Exercise goal: Every entry needs to be reproduced exactly.

Records for processing:
──────────────────────────────

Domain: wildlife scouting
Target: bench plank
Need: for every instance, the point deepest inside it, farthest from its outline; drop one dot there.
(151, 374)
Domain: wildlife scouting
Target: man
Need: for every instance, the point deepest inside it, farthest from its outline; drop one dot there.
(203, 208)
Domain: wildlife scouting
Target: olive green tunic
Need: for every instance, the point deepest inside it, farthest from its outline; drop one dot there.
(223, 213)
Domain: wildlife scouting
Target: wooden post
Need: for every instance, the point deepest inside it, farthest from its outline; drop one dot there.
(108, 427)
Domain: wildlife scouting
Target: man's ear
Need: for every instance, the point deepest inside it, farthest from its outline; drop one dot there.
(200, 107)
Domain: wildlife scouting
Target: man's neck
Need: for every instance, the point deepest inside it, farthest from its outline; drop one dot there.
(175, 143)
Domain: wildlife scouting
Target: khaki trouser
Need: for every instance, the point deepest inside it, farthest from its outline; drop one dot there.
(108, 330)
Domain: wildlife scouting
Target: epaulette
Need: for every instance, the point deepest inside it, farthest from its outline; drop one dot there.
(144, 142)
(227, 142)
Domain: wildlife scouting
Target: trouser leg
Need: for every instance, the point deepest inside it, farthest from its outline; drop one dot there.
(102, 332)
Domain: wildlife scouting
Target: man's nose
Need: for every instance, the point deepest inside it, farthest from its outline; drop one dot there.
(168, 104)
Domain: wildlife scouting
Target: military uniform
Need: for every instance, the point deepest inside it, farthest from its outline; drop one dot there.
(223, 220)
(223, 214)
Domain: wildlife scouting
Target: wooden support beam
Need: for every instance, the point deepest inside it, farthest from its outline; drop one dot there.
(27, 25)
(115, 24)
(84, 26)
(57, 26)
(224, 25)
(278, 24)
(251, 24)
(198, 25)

──────────────────────────────

Answer to this task:
Domain: wildlife scouting
Target: bench plank
Need: for every instance, the point deepest inside it, farthest from its outline; drop one dot there.
(151, 374)
Domain: wildlife scouting
Target: man
Need: for every instance, the point deepest inside it, farthest from its outline; drop one dot there.
(203, 208)
Domain: wildlife scouting
Target: olive green tunic
Need: for every instance, the point deepest inside it, farthest from its outline; drop one dot there.
(223, 213)
Domain: wildlife scouting
Target: wooden post
Need: for every instance, the point deepest inside it, farthest from its outline; drop one dot there.
(108, 427)
Domain: wildlife scouting
Target: man's ear
Need: for every instance, the point deepest inside it, farthest from its outline; drop one dot there.
(200, 107)
Domain: wildlife scouting
Target: man's neck
Need: for every instance, the point deepest inside it, farthest from its outline; drop one dot there.
(175, 143)
Domain: wildlife scouting
Target: khaki trouser
Need: for every instance, the point deepest inside it, farthest from its outline; drop one dot there.
(108, 330)
Domain: wildlife scouting
Target: epaulette
Need: for every instance, the point deepest inside it, farthest from its outline; drop one dot there.
(144, 142)
(227, 142)
Domain: wildlife scouting
Target: trouser leg
Need: for every instance, the point deepest inside it, farthest from its outline; drop one dot there.
(102, 332)
Domain: wildlife scouting
Target: man's nose
Need: for every instance, the point deepest inside it, farthest from its outline; drop one dot there.
(168, 104)
Domain: wildlife scouting
Target: military uniform
Need: for every instance, the point deepest inside it, farthest from its outline; drop one dot there.
(223, 220)
(223, 214)
Domain: wildlife scouting
Target: wooden support beam
Need: for every instance, the point deepest inside it, farthest from its outline; drop one dot there.
(27, 25)
(115, 24)
(84, 26)
(57, 26)
(224, 25)
(278, 24)
(251, 24)
(198, 25)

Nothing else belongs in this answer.